▶ _Exercise goal_:
Output the data below in full, character for character.

▶ _Information supplied_:
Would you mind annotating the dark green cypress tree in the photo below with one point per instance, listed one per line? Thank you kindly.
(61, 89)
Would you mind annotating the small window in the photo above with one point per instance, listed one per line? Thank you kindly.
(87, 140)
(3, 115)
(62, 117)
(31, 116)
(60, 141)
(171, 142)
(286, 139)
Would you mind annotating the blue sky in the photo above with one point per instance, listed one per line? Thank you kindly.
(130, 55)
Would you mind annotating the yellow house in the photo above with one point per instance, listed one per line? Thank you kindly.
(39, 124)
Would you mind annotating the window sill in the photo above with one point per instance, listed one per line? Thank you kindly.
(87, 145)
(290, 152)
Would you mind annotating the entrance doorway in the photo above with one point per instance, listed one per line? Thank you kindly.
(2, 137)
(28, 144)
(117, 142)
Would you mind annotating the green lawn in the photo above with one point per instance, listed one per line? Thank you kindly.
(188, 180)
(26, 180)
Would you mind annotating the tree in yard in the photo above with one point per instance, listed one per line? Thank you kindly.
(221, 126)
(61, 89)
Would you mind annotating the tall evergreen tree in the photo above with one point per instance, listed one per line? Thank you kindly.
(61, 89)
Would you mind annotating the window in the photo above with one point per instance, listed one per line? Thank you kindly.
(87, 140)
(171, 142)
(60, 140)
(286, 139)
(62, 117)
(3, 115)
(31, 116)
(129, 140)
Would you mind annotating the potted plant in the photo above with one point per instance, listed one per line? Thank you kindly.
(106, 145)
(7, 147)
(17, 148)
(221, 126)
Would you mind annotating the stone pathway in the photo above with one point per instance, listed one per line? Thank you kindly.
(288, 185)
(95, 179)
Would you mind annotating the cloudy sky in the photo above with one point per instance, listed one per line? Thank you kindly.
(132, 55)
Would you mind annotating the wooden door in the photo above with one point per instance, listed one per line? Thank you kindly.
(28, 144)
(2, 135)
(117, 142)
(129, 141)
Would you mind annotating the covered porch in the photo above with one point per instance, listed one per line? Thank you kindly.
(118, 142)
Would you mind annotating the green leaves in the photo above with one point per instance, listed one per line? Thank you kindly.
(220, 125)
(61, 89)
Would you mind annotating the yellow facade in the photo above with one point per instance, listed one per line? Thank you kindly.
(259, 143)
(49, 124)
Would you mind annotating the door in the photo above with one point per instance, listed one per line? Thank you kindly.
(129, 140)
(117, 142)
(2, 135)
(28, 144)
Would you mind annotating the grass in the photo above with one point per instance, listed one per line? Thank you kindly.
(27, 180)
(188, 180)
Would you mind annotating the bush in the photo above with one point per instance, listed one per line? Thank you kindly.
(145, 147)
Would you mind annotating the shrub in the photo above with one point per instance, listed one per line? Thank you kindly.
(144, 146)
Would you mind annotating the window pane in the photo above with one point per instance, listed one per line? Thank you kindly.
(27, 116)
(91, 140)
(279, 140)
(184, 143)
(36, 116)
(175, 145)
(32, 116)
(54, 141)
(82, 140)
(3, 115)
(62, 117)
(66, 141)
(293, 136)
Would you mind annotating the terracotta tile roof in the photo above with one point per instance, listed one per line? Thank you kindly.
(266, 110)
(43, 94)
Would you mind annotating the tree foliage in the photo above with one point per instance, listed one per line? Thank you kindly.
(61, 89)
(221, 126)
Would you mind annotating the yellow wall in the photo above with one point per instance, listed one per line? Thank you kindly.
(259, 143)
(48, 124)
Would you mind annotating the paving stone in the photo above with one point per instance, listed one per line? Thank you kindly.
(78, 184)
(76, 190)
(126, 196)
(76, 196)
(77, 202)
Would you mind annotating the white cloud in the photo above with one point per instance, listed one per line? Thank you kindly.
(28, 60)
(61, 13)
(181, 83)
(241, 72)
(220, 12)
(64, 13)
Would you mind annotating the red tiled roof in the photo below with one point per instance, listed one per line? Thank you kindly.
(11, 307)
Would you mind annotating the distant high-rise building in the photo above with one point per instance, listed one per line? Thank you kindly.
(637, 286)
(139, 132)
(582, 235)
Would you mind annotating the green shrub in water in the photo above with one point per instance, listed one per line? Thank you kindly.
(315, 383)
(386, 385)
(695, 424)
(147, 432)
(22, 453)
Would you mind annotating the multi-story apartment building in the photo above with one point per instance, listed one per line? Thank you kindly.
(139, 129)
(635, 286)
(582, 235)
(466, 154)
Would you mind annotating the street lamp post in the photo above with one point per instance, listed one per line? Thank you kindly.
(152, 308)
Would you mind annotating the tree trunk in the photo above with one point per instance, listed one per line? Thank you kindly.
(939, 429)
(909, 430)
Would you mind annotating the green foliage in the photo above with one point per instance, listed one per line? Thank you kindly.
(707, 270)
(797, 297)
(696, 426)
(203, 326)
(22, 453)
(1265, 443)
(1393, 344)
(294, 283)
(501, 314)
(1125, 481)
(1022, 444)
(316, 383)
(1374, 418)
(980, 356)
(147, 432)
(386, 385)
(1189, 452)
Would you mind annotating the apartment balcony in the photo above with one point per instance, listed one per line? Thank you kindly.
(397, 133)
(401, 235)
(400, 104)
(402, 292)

▶ _Solution to this exercise_:
Would you mind annotating the dark green cypress tree in the photo below with one point per instance, listed one per line? Thank you kindly.
(61, 89)
Would you mind annotating the small window in the photo above with one point per instance, listed one per line? Thank you kindly.
(87, 140)
(3, 115)
(62, 117)
(31, 116)
(60, 141)
(171, 142)
(286, 139)
Would you mind annotating the blue sky in the photo above with one point per instance, listed one per line? Thank you kindly.
(130, 55)
Would you mind annotating the yellow house in the photo above with one point per instance, listed one per line? Thank you kindly.
(39, 124)
Would you mind annotating the window sill in the photo above with one point per instance, listed one per line? Thank you kindly.
(87, 145)
(290, 152)
Would you mind annotating the entrance doorway in the photo above with one point per instance, listed one per line? Thank you kindly.
(2, 137)
(28, 144)
(117, 142)
Would you mind annotating the green lawn in the photo above with one point per instance, listed one per line? Thank you kindly.
(188, 180)
(26, 180)
Would you mind annotating the tree in yard in the photo above with one point per instance, listed one per line? Thank you kindly.
(221, 126)
(61, 89)
Would you mind annotating the tall evergreen tree in the photo above with one point per instance, listed one per line? Thank you kindly.
(61, 89)
Would you mind annotating the window in the photo above with one point per instance, listed one per line? Thank you kindly.
(87, 140)
(171, 142)
(60, 140)
(286, 139)
(62, 117)
(3, 115)
(31, 116)
(129, 140)
Would you mind annotating the potted plant in the photo above with one point per instance, listed one per line? Thank you kindly.
(106, 145)
(7, 147)
(17, 148)
(221, 126)
Would you mind annotating the stone pathway in the photo above with one point per instance, listed one per line? Thank you kindly.
(288, 185)
(95, 179)
Would you mind annotating the cloudy sky in the photo above with one point per instance, listed one per line? Thank you kindly.
(132, 55)
Would you mind annotating the wooden door in the photo above with one point per instance, listed one per line? Thank you kindly.
(28, 144)
(2, 135)
(117, 142)
(129, 141)
Would you mind annotating the covered porch in the photo above with one point per instance, listed one per line? Thank you kindly.
(118, 142)
Would you mind annotating the green leaves in the photo above with one point per instance, listed one per line? Thank you kindly.
(220, 125)
(61, 89)
Would you mind annotating the yellow facade in the photo above with one point per instance, listed one per line? Thank you kindly.
(259, 143)
(49, 124)
Would you mind annotating the door in the photo above with one point per instance, listed one per line? Thank you kindly.
(129, 140)
(117, 142)
(2, 135)
(28, 144)
Would you mind annotating the grass in the photo above with one point per instance, listed one per line? Thank you kindly.
(27, 180)
(188, 180)
Would you mind annotating the bush in the photo above with one point per instance, listed one per line? Thank you kindly.
(145, 147)
Would you mind annotating the shrub in the photo above with one point per instance, listed one per line? Thank you kindly.
(144, 146)
Would you mind annotating the window pane in the photo above with one point per instance, listed one per line? Thank you kindly.
(27, 116)
(91, 140)
(279, 140)
(184, 143)
(36, 116)
(175, 145)
(32, 116)
(54, 141)
(82, 140)
(3, 115)
(62, 117)
(66, 141)
(293, 136)
Would you mind annotating the terracotta tile roof in the photo above with one point per instance, listed one per line? Thank you kindly.
(266, 110)
(43, 94)
Would you mind annotating the tree foliage in the photo above with one point per instance, listed one per line? Thank you kindly.
(61, 89)
(221, 126)
Would you mind annotating the yellow wall in the photo above with one point per instance, listed one per line? Thank you kindly.
(259, 143)
(48, 124)
Would you mind annotating the paving stone in the photo above with one point per instance, listed one per line? Thank you kindly.
(78, 184)
(76, 190)
(126, 196)
(76, 196)
(77, 202)
Would you mind annotating the white cloud in the photo above with one point per instance, listed one per line? Thank you kindly.
(28, 60)
(61, 13)
(181, 83)
(241, 72)
(220, 12)
(64, 13)
Would you mind annotating the red tiled roof in the photo below with one point per instance, listed one per line? Thank you kindly.
(11, 307)
Would you mind annotating the distant high-rise building in the photo above with one point per instance, listed one per line? Thank you kindly.
(637, 286)
(139, 132)
(582, 235)
Would you mind annotating the green shrub in water in the photo above with one point per instance, listed one per line? Thank you kindly.
(315, 383)
(386, 385)
(695, 424)
(147, 432)
(22, 453)
Would you mind annotating the multi-story apartment building in the photo above with one point per instance, listed one per line? Thank you kindly.
(139, 129)
(635, 286)
(582, 235)
(466, 154)
Would you mind annotating the street lamp post in the photo above with one point per instance, listed one per line? Thank you kindly.
(152, 308)
Would you mind annotating the tree trunk in the photo above with one point per instance, listed one per line? Thank you kindly.
(939, 429)
(909, 430)
Would you mind annotating the green foliage in the photo above with one point per instance, listed one per line? Thank you kindly.
(707, 270)
(797, 297)
(696, 426)
(203, 326)
(22, 453)
(1265, 443)
(1393, 344)
(294, 283)
(501, 314)
(1125, 481)
(1022, 444)
(316, 383)
(1374, 418)
(980, 356)
(147, 432)
(386, 385)
(1189, 452)
Would you mind annotating the apartment balcony in the photo above with one point per instance, listed one per line? Thank you kindly.
(397, 133)
(401, 235)
(400, 104)
(402, 292)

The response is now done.